Edit the data below by replacing every "Mark" with "Indicate" and leaving everything else unchanged.

**** Recorded information ****

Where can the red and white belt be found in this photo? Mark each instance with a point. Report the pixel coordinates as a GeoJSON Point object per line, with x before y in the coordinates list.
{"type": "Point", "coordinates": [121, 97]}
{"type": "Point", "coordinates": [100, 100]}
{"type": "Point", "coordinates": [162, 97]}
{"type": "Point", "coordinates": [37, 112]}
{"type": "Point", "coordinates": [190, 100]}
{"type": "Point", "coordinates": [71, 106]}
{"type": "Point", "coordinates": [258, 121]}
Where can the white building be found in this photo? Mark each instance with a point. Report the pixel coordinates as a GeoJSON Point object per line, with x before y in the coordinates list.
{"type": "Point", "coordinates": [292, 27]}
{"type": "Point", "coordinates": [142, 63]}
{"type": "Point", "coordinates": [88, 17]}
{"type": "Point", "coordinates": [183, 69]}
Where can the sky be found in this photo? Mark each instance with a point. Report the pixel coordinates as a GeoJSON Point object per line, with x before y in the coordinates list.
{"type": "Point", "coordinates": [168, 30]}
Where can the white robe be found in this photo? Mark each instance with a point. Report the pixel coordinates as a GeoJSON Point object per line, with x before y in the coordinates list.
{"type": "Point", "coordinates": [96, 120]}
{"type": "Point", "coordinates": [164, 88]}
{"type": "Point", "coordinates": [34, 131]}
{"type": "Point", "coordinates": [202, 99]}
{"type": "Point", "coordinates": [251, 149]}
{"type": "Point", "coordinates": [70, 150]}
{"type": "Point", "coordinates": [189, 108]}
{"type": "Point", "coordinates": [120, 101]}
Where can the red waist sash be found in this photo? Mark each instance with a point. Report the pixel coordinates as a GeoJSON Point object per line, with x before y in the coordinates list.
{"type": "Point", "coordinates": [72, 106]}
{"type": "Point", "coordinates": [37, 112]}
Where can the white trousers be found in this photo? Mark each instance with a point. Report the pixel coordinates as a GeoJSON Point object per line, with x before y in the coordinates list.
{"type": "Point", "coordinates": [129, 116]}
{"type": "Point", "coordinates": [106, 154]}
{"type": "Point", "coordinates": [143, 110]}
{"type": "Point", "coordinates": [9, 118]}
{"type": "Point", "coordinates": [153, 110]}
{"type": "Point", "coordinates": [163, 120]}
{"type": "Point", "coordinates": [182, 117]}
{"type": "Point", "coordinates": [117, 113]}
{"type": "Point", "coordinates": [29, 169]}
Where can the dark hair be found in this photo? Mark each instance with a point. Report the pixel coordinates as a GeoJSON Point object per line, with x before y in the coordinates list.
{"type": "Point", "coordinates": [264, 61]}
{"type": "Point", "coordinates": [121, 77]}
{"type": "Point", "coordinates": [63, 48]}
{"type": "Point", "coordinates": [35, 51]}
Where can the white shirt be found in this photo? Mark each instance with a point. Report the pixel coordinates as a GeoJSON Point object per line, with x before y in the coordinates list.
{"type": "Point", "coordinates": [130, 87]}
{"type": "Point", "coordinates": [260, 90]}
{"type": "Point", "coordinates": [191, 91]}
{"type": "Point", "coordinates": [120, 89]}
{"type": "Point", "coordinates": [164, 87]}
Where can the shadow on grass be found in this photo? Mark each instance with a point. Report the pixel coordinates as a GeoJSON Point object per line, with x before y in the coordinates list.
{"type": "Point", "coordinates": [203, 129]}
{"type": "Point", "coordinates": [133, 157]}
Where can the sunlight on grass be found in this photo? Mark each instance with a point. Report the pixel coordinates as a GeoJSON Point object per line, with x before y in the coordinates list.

****

▸ Written solution:
Where can the red and white belt be found in this photo? Indicate each instance with a point. Report the pixel coordinates as a GeoJSON Point object per line, with x before y in the coordinates list.
{"type": "Point", "coordinates": [121, 97]}
{"type": "Point", "coordinates": [100, 100]}
{"type": "Point", "coordinates": [162, 97]}
{"type": "Point", "coordinates": [37, 112]}
{"type": "Point", "coordinates": [190, 100]}
{"type": "Point", "coordinates": [71, 106]}
{"type": "Point", "coordinates": [258, 121]}
Where can the white building be found in this photo? Indicate each instance with a point. Report the pixel coordinates as a GeoJSON Point object per line, with x before y in the coordinates list.
{"type": "Point", "coordinates": [292, 27]}
{"type": "Point", "coordinates": [142, 63]}
{"type": "Point", "coordinates": [88, 17]}
{"type": "Point", "coordinates": [183, 69]}
Where can the sky be found in this photo? Indicate each instance with a point. Report the pixel coordinates as a GeoJSON Point object per line, with x before y in the coordinates list.
{"type": "Point", "coordinates": [168, 30]}
Where can the white robe be found in this photo? Indicate each instance with a point. Report the pixel coordinates as a GeoJSON Point object per line, with x before y in the coordinates list.
{"type": "Point", "coordinates": [96, 120]}
{"type": "Point", "coordinates": [164, 88]}
{"type": "Point", "coordinates": [34, 131]}
{"type": "Point", "coordinates": [202, 99]}
{"type": "Point", "coordinates": [251, 149]}
{"type": "Point", "coordinates": [70, 150]}
{"type": "Point", "coordinates": [189, 108]}
{"type": "Point", "coordinates": [120, 101]}
Where can the red waist sash be found in this photo? Indicate each instance with a point. Report the pixel coordinates as a GeoJSON Point object per line, with x before y in the coordinates list.
{"type": "Point", "coordinates": [72, 106]}
{"type": "Point", "coordinates": [37, 112]}
Where can the white trousers be found in this photo? Indicate each instance with a point. Report the pixel coordinates as a GeoJSON Point object per line, with x before y in the coordinates list.
{"type": "Point", "coordinates": [129, 116]}
{"type": "Point", "coordinates": [106, 154]}
{"type": "Point", "coordinates": [143, 110]}
{"type": "Point", "coordinates": [9, 118]}
{"type": "Point", "coordinates": [153, 110]}
{"type": "Point", "coordinates": [163, 120]}
{"type": "Point", "coordinates": [182, 117]}
{"type": "Point", "coordinates": [117, 113]}
{"type": "Point", "coordinates": [29, 169]}
Where can the dark hair be found in this photo? Indicate each instance with a point. Report the pixel coordinates as a GeoJSON Point object per line, with x before y in the coordinates list.
{"type": "Point", "coordinates": [264, 61]}
{"type": "Point", "coordinates": [121, 77]}
{"type": "Point", "coordinates": [63, 48]}
{"type": "Point", "coordinates": [35, 51]}
Where can the white shirt be found in this photo? Indicate each instance with a point. Report the pixel coordinates as a GeoJSON Point object per line, with x before y in the coordinates list.
{"type": "Point", "coordinates": [130, 87]}
{"type": "Point", "coordinates": [260, 90]}
{"type": "Point", "coordinates": [191, 91]}
{"type": "Point", "coordinates": [120, 89]}
{"type": "Point", "coordinates": [164, 87]}
Where can the shadow on grass be found in this photo? Indicate each instance with a point. Report the pixel coordinates as a GeoJSON Point object per line, with x before y in the coordinates list.
{"type": "Point", "coordinates": [203, 129]}
{"type": "Point", "coordinates": [133, 157]}
Where can the sunlight on grass be found in this photo? Indicate each instance with a point. Report the pixel coordinates as a GeoJSON Point object per line, with x before y in the coordinates list.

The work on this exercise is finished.